(What you are asked to do):
The listing should be returned in its entirety, exactly as given.
Data supplied: Begin
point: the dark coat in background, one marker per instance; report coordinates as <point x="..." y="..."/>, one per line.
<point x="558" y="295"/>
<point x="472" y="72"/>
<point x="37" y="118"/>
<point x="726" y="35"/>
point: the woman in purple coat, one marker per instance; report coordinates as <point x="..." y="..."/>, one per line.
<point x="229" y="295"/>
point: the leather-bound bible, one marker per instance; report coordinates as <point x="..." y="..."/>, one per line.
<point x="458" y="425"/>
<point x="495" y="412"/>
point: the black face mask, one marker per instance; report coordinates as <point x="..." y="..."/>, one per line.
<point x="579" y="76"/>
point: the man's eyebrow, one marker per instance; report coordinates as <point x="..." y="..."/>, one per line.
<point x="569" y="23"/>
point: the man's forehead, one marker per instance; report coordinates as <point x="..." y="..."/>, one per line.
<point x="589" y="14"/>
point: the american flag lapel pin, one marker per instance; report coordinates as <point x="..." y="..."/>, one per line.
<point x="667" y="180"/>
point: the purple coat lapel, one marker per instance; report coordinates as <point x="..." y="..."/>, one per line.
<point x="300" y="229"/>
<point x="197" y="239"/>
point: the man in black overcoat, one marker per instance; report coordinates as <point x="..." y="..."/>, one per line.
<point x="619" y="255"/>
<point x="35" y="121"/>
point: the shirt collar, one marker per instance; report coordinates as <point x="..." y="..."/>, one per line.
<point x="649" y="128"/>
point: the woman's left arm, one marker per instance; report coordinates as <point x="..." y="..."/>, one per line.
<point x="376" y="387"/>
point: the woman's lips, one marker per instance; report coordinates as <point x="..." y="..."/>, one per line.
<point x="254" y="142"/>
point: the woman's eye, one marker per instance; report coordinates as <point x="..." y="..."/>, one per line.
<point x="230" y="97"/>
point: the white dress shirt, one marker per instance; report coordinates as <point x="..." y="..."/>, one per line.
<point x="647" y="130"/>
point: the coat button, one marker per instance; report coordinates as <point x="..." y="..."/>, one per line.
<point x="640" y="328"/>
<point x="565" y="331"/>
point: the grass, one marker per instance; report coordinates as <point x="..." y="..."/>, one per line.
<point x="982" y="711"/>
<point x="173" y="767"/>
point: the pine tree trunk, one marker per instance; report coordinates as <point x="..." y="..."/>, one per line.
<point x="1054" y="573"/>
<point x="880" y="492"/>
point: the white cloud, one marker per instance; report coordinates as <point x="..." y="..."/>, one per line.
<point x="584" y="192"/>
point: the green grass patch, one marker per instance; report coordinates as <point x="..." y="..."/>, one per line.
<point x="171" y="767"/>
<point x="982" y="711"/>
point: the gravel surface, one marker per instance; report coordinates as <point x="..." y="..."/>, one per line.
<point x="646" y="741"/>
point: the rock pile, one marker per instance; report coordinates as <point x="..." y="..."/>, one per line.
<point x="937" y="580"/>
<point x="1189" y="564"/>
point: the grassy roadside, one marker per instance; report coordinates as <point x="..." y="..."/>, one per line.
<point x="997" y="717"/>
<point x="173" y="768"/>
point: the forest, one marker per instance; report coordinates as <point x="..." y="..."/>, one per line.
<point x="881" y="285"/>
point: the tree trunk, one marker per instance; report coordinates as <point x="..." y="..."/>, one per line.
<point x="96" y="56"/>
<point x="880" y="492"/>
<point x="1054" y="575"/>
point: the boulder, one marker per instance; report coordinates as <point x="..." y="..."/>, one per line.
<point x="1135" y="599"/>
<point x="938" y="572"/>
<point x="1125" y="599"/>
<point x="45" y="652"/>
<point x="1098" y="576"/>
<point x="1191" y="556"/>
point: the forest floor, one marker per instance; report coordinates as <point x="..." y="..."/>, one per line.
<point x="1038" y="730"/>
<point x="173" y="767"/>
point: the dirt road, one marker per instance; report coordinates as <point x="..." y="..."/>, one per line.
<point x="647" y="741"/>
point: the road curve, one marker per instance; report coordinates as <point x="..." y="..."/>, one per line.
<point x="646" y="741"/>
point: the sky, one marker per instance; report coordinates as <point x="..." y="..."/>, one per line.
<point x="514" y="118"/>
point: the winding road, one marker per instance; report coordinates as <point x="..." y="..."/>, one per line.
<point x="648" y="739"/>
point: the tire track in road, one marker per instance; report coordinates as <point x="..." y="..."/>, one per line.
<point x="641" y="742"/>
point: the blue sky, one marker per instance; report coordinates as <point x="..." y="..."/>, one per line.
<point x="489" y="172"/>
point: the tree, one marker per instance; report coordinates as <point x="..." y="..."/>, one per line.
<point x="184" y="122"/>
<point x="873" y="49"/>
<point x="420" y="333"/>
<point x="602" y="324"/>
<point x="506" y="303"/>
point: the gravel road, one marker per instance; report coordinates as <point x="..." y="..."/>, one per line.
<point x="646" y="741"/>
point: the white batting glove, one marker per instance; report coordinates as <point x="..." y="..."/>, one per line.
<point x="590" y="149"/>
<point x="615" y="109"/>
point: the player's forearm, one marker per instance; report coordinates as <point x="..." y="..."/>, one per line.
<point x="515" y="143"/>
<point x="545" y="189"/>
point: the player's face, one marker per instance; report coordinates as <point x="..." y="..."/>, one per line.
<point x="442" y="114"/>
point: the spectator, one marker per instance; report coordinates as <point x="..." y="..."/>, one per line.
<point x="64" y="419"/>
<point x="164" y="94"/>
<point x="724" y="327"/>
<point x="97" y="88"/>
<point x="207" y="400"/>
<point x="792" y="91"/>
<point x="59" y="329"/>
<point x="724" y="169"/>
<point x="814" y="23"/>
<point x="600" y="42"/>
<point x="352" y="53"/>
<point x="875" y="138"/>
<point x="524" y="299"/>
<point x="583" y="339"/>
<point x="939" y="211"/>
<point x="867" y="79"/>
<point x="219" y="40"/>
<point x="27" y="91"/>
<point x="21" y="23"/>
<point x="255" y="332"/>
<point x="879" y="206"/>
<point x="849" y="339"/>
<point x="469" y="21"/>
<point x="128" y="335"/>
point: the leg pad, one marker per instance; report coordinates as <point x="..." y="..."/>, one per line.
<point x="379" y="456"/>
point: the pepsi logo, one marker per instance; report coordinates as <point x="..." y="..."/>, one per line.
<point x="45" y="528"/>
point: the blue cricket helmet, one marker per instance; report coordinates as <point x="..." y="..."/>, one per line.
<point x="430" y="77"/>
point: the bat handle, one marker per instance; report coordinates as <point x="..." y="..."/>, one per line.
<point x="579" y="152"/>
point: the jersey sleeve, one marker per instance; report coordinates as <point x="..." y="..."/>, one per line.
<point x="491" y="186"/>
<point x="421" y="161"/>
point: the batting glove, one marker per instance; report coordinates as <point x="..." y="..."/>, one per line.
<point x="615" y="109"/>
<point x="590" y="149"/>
Data supplied: End
(Exercise solution):
point: the dark coat in background, one marker per instance; report coordinates as <point x="..." y="..."/>, one per line.
<point x="558" y="295"/>
<point x="472" y="72"/>
<point x="37" y="118"/>
<point x="726" y="35"/>
point: the woman in purple coat, one marker per instance; report coordinates as <point x="..." y="..."/>, one per line.
<point x="229" y="295"/>
point: the leather-bound bible, one marker per instance; report coordinates as <point x="..." y="..."/>, one per line.
<point x="458" y="425"/>
<point x="495" y="412"/>
point: the black face mask, one marker per instance; report coordinates as <point x="..." y="..."/>, one per line.
<point x="579" y="76"/>
point: the man's eyebrow, one marker per instance; report coordinates as <point x="..." y="..."/>, one per line.
<point x="569" y="23"/>
point: the man's forehead, one marker per instance; report coordinates as <point x="..." y="..."/>, one per line.
<point x="589" y="14"/>
point: the american flag lapel pin, one marker per instance; report coordinates as <point x="..." y="..."/>, one per line.
<point x="667" y="180"/>
point: the purple coat lapel, one marker per instance; report coordinates as <point x="..." y="..."/>, one per line.
<point x="300" y="229"/>
<point x="197" y="239"/>
point: the man in black overcoat, one marker per instance; report coordinates as <point x="..." y="..."/>, one per line.
<point x="619" y="255"/>
<point x="35" y="121"/>
point: the shirt collar, one marker per instance; report coordinates as <point x="..." y="..."/>, one per line.
<point x="649" y="128"/>
point: the woman's left arm, one marker per instance; report coordinates as <point x="..." y="..."/>, one per line.
<point x="376" y="387"/>
point: the woman's lips, one marker per instance; report coordinates as <point x="..." y="..."/>, one per line.
<point x="254" y="142"/>
point: the woman's eye, one marker per instance; report coordinates as <point x="..." y="..."/>, one per line.
<point x="230" y="97"/>
point: the white dress shirt, one marker per instance; report coordinates as <point x="..." y="..."/>, one per line.
<point x="647" y="130"/>
point: the coat button, one marker per instance; report coordinates as <point x="..." y="..."/>, one per line.
<point x="640" y="328"/>
<point x="565" y="331"/>
point: the grass, one marker per instance; report coordinates as <point x="..." y="..."/>, one per line.
<point x="982" y="711"/>
<point x="173" y="767"/>
point: the pine tree trunk, one marker per instance; report coordinates as <point x="..." y="..."/>, one per line.
<point x="1054" y="573"/>
<point x="880" y="492"/>
point: the white cloud, one marker per instance; report coordinates as <point x="..." y="..."/>, one per line.
<point x="584" y="192"/>
point: the green grass patch, one marker per instance; report coordinates as <point x="..." y="..."/>, one per line.
<point x="171" y="767"/>
<point x="982" y="711"/>
point: the gravel surface, one marker per instance; report coordinates as <point x="..." y="..."/>, one per line.
<point x="646" y="741"/>
point: the rock pile, one marker per instance; report coordinates as <point x="..." y="..."/>, one per line.
<point x="937" y="580"/>
<point x="1189" y="564"/>
point: the grassy roadside, one marker per instance; report coordinates as <point x="..." y="..."/>, one per line.
<point x="997" y="717"/>
<point x="173" y="768"/>
point: the forest, one marker per instance; report coordinates as <point x="..." y="..."/>, one per line.
<point x="881" y="285"/>
point: the tree trunk, one marker per instance; report coordinates as <point x="..." y="..."/>, one per line.
<point x="96" y="56"/>
<point x="880" y="492"/>
<point x="1054" y="575"/>
point: the boulder, one marker per instance; report coordinates as <point x="..." y="..."/>, one per line.
<point x="1135" y="599"/>
<point x="938" y="572"/>
<point x="1125" y="599"/>
<point x="45" y="652"/>
<point x="1098" y="576"/>
<point x="1191" y="556"/>
point: the forest floor, one marker per instance; report coordinates as <point x="..." y="..."/>, one per line.
<point x="1038" y="730"/>
<point x="173" y="767"/>
point: the dirt road, one marker per instance; report coordinates as <point x="..." y="..."/>, one per line.
<point x="647" y="741"/>
point: the road curve, one marker per instance; report coordinates as <point x="..." y="..."/>, one per line.
<point x="646" y="741"/>
point: the sky, one marker per instance; report coordinates as <point x="..." y="..."/>, one per line.
<point x="514" y="118"/>
point: the winding road, one marker per instance; report coordinates as <point x="..." y="..."/>, one per line.
<point x="648" y="739"/>
point: the tire track in road, one marker per instance; report coordinates as <point x="..." y="..."/>, one per line.
<point x="641" y="742"/>
point: the blue sky, one marker per instance; report coordinates as <point x="..." y="..."/>, one per line.
<point x="489" y="172"/>
point: the tree, one marker per instance; report coordinates as <point x="..." y="..."/>, one per line.
<point x="184" y="122"/>
<point x="873" y="49"/>
<point x="420" y="333"/>
<point x="602" y="324"/>
<point x="506" y="303"/>
point: the gravel road, one marker per instance; report coordinates as <point x="..." y="..."/>, one per line.
<point x="646" y="741"/>
point: the white batting glove, one marker per instance; report coordinates as <point x="..." y="..."/>, one per line.
<point x="590" y="149"/>
<point x="615" y="109"/>
point: the player's forearm, one marker per instance; report coordinates as <point x="..." y="..."/>, one per line.
<point x="515" y="143"/>
<point x="545" y="189"/>
point: the player's face, one marker per instance; report coordinates as <point x="..." y="..."/>, one per line.
<point x="442" y="114"/>
point: the spectator, one marker per instance; report coordinates as <point x="..." y="..."/>, one per line.
<point x="64" y="419"/>
<point x="164" y="94"/>
<point x="724" y="327"/>
<point x="97" y="88"/>
<point x="207" y="400"/>
<point x="792" y="91"/>
<point x="59" y="329"/>
<point x="724" y="169"/>
<point x="814" y="23"/>
<point x="600" y="42"/>
<point x="352" y="53"/>
<point x="875" y="138"/>
<point x="524" y="299"/>
<point x="583" y="339"/>
<point x="939" y="211"/>
<point x="867" y="79"/>
<point x="219" y="40"/>
<point x="27" y="91"/>
<point x="21" y="23"/>
<point x="255" y="332"/>
<point x="879" y="206"/>
<point x="849" y="339"/>
<point x="469" y="21"/>
<point x="128" y="335"/>
point: the leg pad, one marker per instance; report coordinates as <point x="..." y="..."/>, one per line.
<point x="379" y="456"/>
point: the pepsi logo, one marker per instance; report coordinates as <point x="..." y="..."/>, one per line.
<point x="45" y="528"/>
point: the blue cricket helmet, one marker per instance; report coordinates as <point x="..." y="..."/>, one per line.
<point x="430" y="77"/>
point: the bat handle, one marker per instance; report coordinates as <point x="..." y="..."/>, one per line.
<point x="579" y="152"/>
point: the jersey sleeve, one marker per instance; report coordinates as <point x="..." y="..."/>, one per line.
<point x="491" y="186"/>
<point x="421" y="161"/>
point: the batting glove, one marker per instance; report coordinates as <point x="..." y="..."/>, one per line.
<point x="615" y="109"/>
<point x="590" y="149"/>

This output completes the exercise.